BEGIN Excerpt to read

During his term, Brazil witnessed uncontrolled inflation, rising poverty, and fiscal mismanagement.

Under Bolsonaro, Brazil has also seen a resurgence of the far-right, with rising memberships within far-right organisations in the country.

Lula crucial victory against bolsanaro brazil

Crucial victory

Lula’s victory is certainly a crucial win for the left in Latin America and the rest of the world.

Many have heralded the return of Brazil’s leftist Workers’ Party and their former trade unionist leader as a remarkable comeback for the political left.

It is expected that their government will work in favour of the ordinary working people of Brazil.

For one, Lula’s campaign was centred around very fundamental issues of access to food, affordable housing and livelihoods, which have been a struggle for many Brazilians over the last few years.

Moreover, Brazilians’ rejection of Bolsonaro’s far-right politics last week, contributes towards the broader trends favouring the left, which are being observed all over Latin America.

Commonly termed as the ‘Pink Tide’, this shift towards ‘left-of-centre’ or ‘left-leaning’ governments over the last few years has led to a political turn in most of Latin America.

Brazil is the latest to join Latin American countries such like Mexico, Argentina, Bolivia, Peru, Honduras, Chile and Columbia, all of which now have left-leaning governments.

Left rise in Latin America

Embrace of the Left vs. Rejection of the Right

However, to believe that this is an absolute win for the left would be a folly. One cannot expect any immediate or radical transformation in Brazil after Lula begins his third presidential term early next year.

It must be noted that even despite the huge turnout of Lula’s supporters, his victory in these presidential elections was with a very narrow margin.

Lula received 50.90% votes, while Bolsonaro received 49.10% votes. This shows that even now, almost half of Brazil has continued to embrace Bolsonaro and his right-wing populist politics.

Moreover, despite Lula’s win, Brazilian congress continues to have significant pro-Bolsonaro legislators, which will challenge Lula’s governance at every step.

Furthermore, it must be noted that despite Lula’s background in left politics and his extensive work with trade unions, even during his previous terms Lula had courted business leaders, and had taken a somewhat moderate approach towards the powerful economic players.

Based on his previous terms in office, Lula already has a reputation of being fiscally moderate, and a ‘pragmatic’ leftist at best.

Lula is due to begin his third Presidential term on 1st January 2023. The world will be watching with bated breath, as he takes on the mighty challenge of rescuing ordinary Brazilians from their torment over the last four years.

END Excerpt to read
BEGIN Data to examine

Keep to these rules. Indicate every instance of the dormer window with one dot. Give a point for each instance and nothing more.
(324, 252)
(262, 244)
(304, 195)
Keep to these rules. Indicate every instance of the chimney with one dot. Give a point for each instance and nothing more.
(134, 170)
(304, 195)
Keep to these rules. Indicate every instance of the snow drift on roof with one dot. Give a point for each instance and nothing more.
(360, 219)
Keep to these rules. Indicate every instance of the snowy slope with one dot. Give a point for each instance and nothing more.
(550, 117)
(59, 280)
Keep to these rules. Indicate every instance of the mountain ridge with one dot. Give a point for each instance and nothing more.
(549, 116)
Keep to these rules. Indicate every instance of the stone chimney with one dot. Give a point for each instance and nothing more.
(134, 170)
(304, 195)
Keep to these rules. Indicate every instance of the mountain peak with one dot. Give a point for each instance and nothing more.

END Data to examine
BEGIN Data to examine

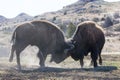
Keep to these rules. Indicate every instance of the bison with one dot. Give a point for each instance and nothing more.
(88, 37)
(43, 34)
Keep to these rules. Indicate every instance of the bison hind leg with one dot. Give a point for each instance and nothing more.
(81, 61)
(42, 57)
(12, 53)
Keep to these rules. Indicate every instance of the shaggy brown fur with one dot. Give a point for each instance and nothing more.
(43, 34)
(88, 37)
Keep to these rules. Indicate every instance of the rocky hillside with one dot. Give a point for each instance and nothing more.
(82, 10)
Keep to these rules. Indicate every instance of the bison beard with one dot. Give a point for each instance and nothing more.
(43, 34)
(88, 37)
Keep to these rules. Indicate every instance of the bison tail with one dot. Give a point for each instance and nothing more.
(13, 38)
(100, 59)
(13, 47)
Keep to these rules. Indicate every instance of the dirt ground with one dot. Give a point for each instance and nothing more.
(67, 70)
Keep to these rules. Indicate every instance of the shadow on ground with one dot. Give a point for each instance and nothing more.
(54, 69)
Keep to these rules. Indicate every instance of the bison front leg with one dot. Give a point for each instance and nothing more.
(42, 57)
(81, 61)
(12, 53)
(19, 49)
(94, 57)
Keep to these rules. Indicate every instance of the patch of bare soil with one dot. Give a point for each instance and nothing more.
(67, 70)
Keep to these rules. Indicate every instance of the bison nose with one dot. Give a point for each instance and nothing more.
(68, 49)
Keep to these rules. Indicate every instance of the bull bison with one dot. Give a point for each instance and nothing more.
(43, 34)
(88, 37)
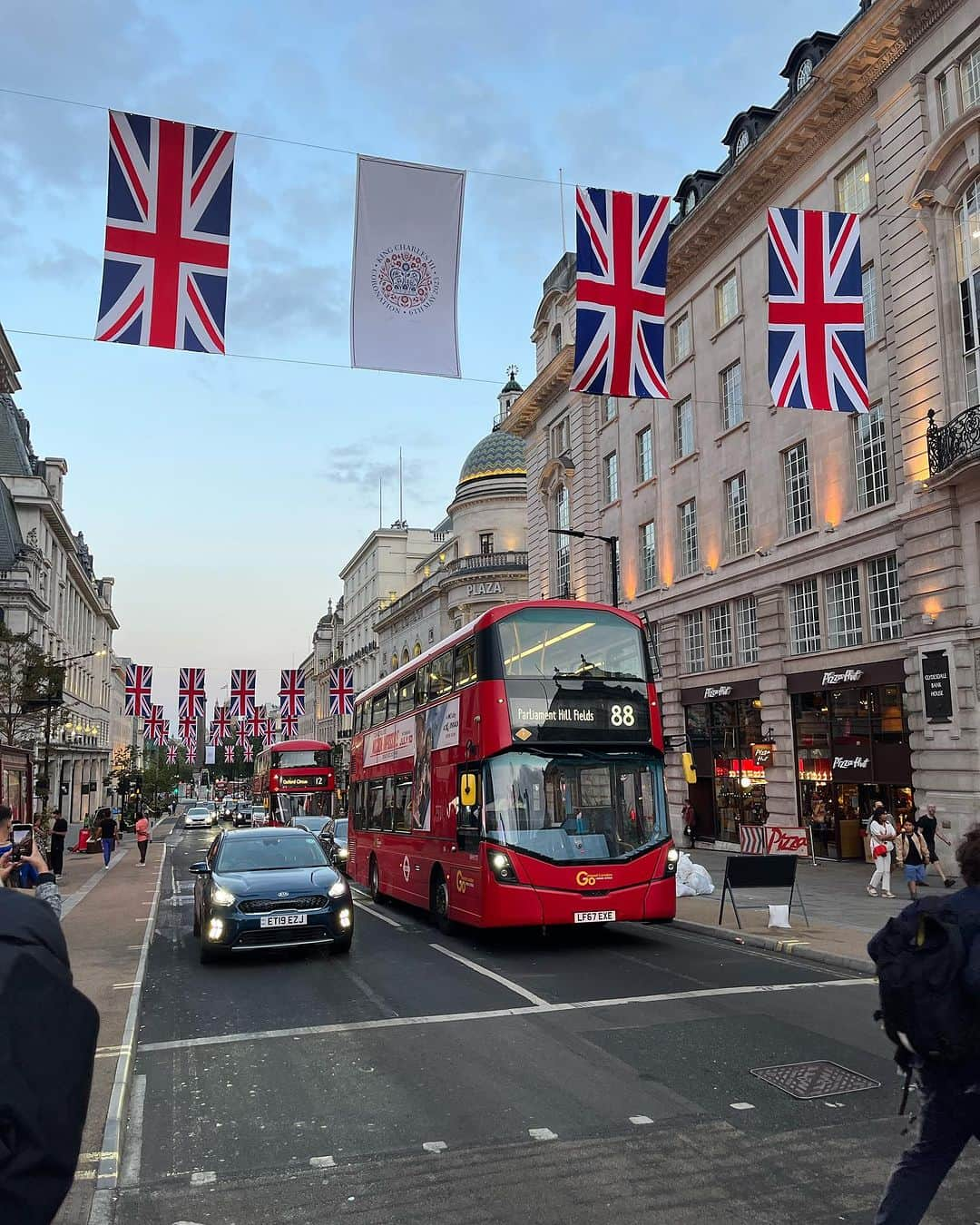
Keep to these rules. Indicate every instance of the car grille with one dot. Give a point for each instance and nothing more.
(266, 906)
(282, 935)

END Data to examine
BEGIN Data to examine

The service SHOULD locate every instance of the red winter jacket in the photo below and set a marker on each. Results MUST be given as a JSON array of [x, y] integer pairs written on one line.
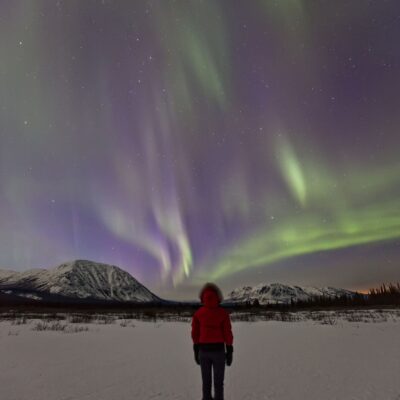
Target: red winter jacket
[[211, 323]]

END Data to examine

Parts of the exercise -
1. Print the stretch of the article on Lula's victory from "Left rise in" through "at every step.".
2. In the article on Lula's victory, what percentage of the vote did Lula receive?

Responses by item number -
1.
Left rise in Latin America

Embrace of the Left vs. Rejection of the Right

However, to believe that this is an absolute win for the left would be a folly. One cannot expect any immediate or radical transformation in Brazil after Lula begins his third presidential term early next year.

It must be noted that even despite the huge turnout of Lula’s supporters, his victory in these presidential elections was with a very narrow margin.

Lula received 50.90% votes, while Bolsonaro received 49.10% votes. This shows that even now, almost half of Brazil has continued to embrace Bolsonaro and his right-wing populist politics.

Moreover, despite Lula’s win, Brazilian congress continues to have significant pro-Bolsonaro legislators, which will challenge Lula’s governance at every step.

2. 50.90%